:: WORK TO COMPLETE ::
Return each line of the listing below that contains the string "flower". Treat the match as case-sensitive.

:: RECORDED DATA ::

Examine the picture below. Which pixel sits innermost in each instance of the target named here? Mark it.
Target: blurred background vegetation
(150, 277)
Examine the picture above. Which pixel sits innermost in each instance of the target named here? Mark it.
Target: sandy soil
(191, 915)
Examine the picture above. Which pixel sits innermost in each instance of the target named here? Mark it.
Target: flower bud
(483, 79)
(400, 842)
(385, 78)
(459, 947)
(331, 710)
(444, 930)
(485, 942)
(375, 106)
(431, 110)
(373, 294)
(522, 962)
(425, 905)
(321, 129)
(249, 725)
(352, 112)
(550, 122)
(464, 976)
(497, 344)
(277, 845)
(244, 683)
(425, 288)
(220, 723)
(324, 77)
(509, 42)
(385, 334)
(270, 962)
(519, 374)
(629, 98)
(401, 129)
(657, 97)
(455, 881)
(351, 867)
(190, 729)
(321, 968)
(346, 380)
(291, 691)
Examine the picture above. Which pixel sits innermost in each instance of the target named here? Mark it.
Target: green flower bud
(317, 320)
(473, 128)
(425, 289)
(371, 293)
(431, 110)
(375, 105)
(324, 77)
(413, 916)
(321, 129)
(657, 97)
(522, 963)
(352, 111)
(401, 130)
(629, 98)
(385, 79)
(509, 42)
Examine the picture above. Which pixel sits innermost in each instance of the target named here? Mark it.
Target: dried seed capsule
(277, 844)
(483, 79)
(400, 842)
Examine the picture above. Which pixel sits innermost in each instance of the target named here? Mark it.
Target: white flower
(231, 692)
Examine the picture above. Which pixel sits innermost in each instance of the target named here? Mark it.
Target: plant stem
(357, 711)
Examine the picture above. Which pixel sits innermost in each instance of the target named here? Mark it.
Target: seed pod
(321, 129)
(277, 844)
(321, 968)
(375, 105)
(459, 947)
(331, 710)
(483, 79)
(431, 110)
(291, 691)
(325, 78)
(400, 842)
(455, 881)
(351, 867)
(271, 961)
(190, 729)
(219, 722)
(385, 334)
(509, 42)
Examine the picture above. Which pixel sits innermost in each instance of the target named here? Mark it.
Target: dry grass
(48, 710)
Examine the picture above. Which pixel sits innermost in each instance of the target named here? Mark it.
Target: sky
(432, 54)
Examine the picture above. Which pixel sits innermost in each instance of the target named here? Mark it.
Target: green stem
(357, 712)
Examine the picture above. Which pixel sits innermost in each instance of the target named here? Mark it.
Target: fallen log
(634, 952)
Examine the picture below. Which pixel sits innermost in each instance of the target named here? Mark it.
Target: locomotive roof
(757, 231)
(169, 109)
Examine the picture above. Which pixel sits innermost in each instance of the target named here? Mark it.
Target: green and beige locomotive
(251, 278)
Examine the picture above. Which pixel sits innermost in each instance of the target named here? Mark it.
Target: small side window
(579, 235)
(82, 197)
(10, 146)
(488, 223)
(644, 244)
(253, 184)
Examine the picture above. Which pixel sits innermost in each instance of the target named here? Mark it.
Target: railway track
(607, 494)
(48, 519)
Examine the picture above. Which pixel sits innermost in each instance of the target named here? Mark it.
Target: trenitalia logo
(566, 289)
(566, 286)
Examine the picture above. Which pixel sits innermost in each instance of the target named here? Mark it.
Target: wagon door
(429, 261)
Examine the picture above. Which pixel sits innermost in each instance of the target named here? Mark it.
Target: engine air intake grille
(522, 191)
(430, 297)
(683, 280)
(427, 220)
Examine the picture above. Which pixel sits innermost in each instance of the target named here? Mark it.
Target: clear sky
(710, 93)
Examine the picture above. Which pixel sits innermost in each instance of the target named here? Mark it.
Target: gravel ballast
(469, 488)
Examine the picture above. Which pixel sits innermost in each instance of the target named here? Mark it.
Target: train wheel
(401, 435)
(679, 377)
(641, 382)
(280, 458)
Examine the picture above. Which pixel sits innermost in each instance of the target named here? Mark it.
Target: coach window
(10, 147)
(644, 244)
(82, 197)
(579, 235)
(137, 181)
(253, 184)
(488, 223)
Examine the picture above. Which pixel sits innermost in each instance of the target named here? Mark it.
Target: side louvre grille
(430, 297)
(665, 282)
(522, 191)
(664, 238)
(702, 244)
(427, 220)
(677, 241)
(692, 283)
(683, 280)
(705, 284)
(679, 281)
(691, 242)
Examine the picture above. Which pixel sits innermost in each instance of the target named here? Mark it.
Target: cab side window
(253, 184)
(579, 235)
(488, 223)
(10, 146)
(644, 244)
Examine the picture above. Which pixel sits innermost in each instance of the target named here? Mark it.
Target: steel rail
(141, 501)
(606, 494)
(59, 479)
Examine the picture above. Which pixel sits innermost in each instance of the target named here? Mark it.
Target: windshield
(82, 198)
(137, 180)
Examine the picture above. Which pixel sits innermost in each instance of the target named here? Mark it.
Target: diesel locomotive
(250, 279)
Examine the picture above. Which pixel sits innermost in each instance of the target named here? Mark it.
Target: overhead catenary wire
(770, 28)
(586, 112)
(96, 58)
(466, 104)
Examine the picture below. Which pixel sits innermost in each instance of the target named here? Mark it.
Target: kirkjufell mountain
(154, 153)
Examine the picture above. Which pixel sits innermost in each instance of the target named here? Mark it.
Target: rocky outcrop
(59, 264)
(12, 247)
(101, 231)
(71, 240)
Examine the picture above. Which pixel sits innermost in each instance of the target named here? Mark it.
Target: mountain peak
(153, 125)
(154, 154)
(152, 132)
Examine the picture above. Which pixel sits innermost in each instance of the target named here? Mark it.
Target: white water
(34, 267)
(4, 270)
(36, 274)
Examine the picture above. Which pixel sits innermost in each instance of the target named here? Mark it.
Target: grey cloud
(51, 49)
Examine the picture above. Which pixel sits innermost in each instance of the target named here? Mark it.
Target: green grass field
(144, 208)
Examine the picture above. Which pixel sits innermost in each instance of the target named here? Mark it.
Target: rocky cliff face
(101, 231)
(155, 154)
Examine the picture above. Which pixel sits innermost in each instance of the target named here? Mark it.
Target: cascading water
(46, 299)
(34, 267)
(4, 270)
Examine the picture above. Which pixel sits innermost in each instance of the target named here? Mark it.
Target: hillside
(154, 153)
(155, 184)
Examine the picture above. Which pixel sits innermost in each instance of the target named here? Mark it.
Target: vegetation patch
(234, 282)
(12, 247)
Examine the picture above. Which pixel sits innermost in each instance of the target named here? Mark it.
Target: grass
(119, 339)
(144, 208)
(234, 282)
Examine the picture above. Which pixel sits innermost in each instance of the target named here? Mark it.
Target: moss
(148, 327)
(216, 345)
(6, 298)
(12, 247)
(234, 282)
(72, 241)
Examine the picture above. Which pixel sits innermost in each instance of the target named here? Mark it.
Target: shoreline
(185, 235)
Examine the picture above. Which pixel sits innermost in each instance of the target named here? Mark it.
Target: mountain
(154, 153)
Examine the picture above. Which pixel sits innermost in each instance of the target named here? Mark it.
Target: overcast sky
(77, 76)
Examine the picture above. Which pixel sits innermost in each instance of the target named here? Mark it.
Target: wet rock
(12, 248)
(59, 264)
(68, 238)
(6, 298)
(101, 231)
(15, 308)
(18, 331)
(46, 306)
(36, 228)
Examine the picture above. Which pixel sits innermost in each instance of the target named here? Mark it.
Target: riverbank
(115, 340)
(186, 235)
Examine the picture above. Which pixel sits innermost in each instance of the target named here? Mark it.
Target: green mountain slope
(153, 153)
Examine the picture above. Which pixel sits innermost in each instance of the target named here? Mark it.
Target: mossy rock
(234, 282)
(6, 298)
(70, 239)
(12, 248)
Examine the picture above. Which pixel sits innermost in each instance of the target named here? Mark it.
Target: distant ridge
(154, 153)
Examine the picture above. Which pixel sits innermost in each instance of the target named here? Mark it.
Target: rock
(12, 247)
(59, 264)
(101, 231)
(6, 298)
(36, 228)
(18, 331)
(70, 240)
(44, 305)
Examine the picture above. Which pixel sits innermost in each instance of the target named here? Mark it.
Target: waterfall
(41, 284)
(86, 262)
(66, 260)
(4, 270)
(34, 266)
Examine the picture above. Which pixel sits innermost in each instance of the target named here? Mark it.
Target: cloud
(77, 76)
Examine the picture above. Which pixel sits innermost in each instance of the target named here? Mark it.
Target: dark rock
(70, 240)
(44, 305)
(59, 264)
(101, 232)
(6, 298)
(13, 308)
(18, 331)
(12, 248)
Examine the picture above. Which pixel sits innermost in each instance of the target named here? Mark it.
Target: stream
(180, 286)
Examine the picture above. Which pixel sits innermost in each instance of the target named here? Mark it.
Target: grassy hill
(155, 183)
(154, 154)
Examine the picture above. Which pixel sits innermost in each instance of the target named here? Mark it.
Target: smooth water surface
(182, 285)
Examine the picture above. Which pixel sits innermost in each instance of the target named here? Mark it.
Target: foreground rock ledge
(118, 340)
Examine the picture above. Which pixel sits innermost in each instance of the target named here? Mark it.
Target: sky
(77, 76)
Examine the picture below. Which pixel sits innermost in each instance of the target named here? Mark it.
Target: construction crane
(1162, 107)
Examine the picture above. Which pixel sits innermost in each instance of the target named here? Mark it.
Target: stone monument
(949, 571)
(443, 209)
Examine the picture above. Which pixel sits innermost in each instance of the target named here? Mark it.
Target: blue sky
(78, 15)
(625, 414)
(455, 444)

:: THE REPLY ::
Target: flower bud
Target: green flower bud
Target: white flower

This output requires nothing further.